# SET TASK
Format the data below as a Markdown table with two columns, Number and Record line. Give each non-blank line its own row with its line number.

Data on object locations
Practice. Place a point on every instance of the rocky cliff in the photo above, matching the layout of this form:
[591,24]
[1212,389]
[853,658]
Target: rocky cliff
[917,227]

# RESPONSE TO THIS TASK
| Number | Record line |
|---|---|
| 1 | Practice. Place a point on every instance of the rocky cliff in the photo above, matching the layout of this form: |
| 2 | [591,24] |
| 3 | [1212,389] |
| 4 | [853,658] |
| 5 | Target: rocky cliff |
| 6 | [917,227] |